WHAT THE TASK REQUIRES ▸
Could the listing below be reproduced exactly, minus its pictures?

RECORDS FOR THE TASK ▸
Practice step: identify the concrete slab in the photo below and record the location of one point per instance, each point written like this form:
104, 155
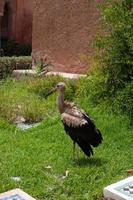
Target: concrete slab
16, 194
31, 72
66, 75
122, 190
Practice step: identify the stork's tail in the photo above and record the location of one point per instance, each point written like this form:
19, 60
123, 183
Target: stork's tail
86, 148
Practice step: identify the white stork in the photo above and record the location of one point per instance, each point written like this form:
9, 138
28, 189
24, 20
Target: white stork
77, 123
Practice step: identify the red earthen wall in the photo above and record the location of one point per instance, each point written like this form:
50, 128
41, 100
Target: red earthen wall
64, 31
24, 21
20, 23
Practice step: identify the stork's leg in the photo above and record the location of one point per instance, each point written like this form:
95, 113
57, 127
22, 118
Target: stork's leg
74, 149
77, 152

RESULT OF THIS TASK ▸
Practice step: identify the concrete slab in the photo below and record the location of one point per instance, each point written like this form:
104, 155
Target: concrete slab
16, 194
31, 72
66, 75
122, 190
Practice step: identify the stork's tail in the photo above and record the location of one point per instance, each point written like this form:
19, 60
123, 183
Target: stork's tail
86, 148
Practice step: identify the white stork in the photo above and record the location of one point per instance, each point written like this form:
9, 138
28, 189
24, 20
Target: white stork
77, 123
Practice step: identify the red earthen wall in the photo above and record the location of one point per instance, each point written like this form:
50, 128
41, 100
Target: red earthen wall
64, 31
24, 21
20, 23
Practice step: identify the stork's leg in the photo above and record the location of one point per instance, each point written like this form:
95, 113
57, 127
22, 118
Target: stork's leg
74, 149
77, 152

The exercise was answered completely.